Here are summary statistics for the estimated posterior for male speakers in polite contexts for the model with sum coding:
filter_cell_draws(fit_brms_politeness_sum, gender == 'M' & context == 'pol') %>%
summarise(
`|95%` = hdi(draws)[1],
mean = mean(draws),
`95%|` = hdi(draws)[2]
)
## # A tibble: 1 × 3
## `|95%` mean `95%|`
## <dbl> <dbl> <dbl>
## 1 87.6 136. 190.
This is nearly identical (modulo sampling variation) to the results we obtained above (repeated here) for the previous model with treatment coding:
filter_cell_draws(fit_brms_politeness, gender == 'M' & context == 'pol') %>%
summarise(
`|95%` = hdi(draws)[1],
mean = mean(draws),
`95%|` = hdi(draws)[2]
)
## # A tibble: 1 × 3
## `|95%` mean `95%|`
## <dbl> <dbl> <dbl>
## 1 86.6 133. 185.
For emphasis: If you fit a model with any prior structure on the
model coefficients other than uniform/uninformative priors, it is not
guaranteed that the results are the same for models with different
contrast coding schemes. For illustration, consider the sum-coded model
from before with a skeptical prior on coefficients gender:M
and context:pol
:
# skeptical prior on fixed effects
priors <- c(
prior(normal(0, 10), coef = `gender:M`),
prior(normal(0, 10), coef = `context:pol`)
)
# run brm as usual
fit_brms_politeness_sum_prior <- brm(formula = pitch ~ gender * context + (1 | subject + sentence),
data = politeness_sum,
prior = priors,
chains = 2,
iter = 500,
control = list(adapt_delta = 0.99),
cores = 2,
seed = 1234
)
The priors we have chosen here translate into a prior belief that there is likely no difference between a given factor level and the grand mean. Since the data set is relatively small, the priors have a strong influence on the resulting posterior estimates:
filter_cell_draws(fit_brms_politeness_sum_prior, gender == 'M' & context == 'pol') %>%
summarise(
`|95%` = HDInterval::hdi(draws)[1],
mean = mean(draws),
`95%|` = HDInterval::hdi(draws)[2]
)

• [What you will do]:
(a) Using the passage on contrast coding, say yes or no for each statement and quote the words that settle it: (i) Results are guaranteed to match across contrast coding schemes whatever priors are placed on the coefficients. (ii) The skeptical priors express a belief that a factor level likely does not differ from the grand mean. (iii) The data set is described as relatively large.
(b) Carry on the passage on contrast coding from the point where it stops.
The listing that follows isn't needed for either task.

(Stored entries)
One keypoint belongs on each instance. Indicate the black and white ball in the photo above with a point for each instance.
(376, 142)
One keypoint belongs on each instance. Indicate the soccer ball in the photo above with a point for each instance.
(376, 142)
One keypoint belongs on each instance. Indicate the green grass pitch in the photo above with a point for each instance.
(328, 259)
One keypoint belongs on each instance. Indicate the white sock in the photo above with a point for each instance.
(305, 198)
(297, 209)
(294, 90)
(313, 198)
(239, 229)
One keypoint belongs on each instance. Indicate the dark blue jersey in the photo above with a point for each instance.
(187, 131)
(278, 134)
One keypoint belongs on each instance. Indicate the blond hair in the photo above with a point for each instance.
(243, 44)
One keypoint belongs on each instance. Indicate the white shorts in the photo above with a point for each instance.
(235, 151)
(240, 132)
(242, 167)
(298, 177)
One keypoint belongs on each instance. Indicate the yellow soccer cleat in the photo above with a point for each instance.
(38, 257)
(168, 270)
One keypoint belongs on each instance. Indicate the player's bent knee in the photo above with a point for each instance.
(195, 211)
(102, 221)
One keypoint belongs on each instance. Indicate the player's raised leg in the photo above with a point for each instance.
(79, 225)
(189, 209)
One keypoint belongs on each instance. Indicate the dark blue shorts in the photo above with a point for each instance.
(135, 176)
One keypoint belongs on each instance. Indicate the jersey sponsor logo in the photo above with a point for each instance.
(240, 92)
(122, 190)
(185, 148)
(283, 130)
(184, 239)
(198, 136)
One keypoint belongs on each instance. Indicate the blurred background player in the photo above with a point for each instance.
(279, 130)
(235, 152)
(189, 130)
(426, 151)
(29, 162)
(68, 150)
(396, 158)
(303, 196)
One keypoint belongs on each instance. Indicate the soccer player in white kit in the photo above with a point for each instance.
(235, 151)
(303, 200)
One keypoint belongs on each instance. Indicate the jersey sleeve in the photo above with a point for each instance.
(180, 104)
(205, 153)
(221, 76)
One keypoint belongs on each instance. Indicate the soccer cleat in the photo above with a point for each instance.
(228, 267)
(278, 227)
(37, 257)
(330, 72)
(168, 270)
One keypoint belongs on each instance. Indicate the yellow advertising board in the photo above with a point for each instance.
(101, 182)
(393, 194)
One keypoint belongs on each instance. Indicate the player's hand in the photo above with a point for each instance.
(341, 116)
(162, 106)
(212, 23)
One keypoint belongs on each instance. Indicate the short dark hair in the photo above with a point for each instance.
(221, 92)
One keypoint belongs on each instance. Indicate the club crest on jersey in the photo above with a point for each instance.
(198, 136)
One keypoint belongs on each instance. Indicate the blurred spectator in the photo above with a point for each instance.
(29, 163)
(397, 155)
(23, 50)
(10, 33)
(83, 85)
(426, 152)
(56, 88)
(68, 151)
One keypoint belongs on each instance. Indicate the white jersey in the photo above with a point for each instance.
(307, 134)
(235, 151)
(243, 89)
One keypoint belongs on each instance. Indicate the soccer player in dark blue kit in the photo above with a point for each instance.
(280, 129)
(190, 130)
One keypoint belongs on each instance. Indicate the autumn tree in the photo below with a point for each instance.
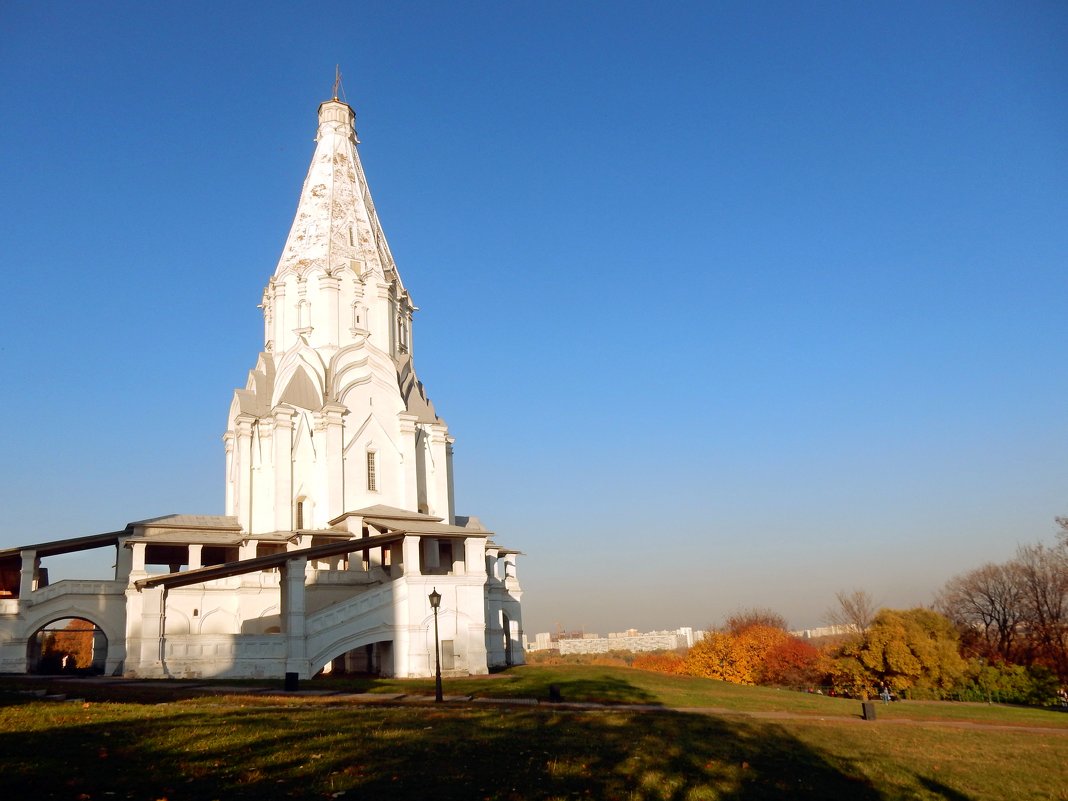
(854, 610)
(913, 649)
(1043, 574)
(987, 605)
(741, 619)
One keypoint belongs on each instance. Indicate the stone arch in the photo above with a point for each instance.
(73, 648)
(377, 638)
(218, 622)
(176, 623)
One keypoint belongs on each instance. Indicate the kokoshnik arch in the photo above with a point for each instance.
(340, 515)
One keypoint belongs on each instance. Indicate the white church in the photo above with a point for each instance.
(339, 496)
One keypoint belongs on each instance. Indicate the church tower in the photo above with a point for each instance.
(332, 418)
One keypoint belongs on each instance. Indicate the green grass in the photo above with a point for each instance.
(626, 686)
(220, 747)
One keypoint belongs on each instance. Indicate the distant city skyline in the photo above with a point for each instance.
(727, 305)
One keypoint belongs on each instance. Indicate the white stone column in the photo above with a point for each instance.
(137, 561)
(124, 561)
(330, 422)
(381, 318)
(409, 499)
(28, 575)
(474, 551)
(293, 615)
(329, 299)
(282, 458)
(491, 563)
(410, 554)
(242, 427)
(437, 489)
(451, 519)
(432, 554)
(152, 631)
(228, 444)
(280, 331)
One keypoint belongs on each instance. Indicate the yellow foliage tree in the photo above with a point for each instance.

• [Answers in order]:
(a)
(i) No: "it is not guaranteed that the results are the same for models with different contrast coding schemes"
(ii) Yes: "translate into a prior belief that there is likely no difference between a given factor level and the grand mean"
(iii) No: "Since the data set is relatively small"

(b)
## # A tibble: 1 × 3
## `|95%` mean `95%|`
## <dbl> <dbl> <dbl>
## 1 127. 184. 249.
As expected, the posterior estimate for male speakers in polite contexts strongly deviates from the estimate for the same factor level under the dummy-coded model from before. In fact, the estimate is now much closer to the grand mean (which makes sense given the way we informed the model).
References
Bürkner P.-C. (2017). brms: An R Package for Bayesian Multilevel Models Using Stan. Journal of Statistical Software, 80(1), 1-28. https://doi.org/10.18637/jss.v080.i01.
Bürkner P.-C., Gabry J., Kay M., Vehtari A. (2022). posterior: Tools for Working with Posterior Distributions. https://mc-stan.org/posterior/.
Wickham H., François R., Henry L., Müller K. (2022). dplyr: A Grammar of Data Manipulation. https://CRAN.R-project.org/package=dplyr.
Winter B., Grawunder S. (2012). The Phonetic Profile of Korean Formality. Journal of Phonetics, 40, 808-15.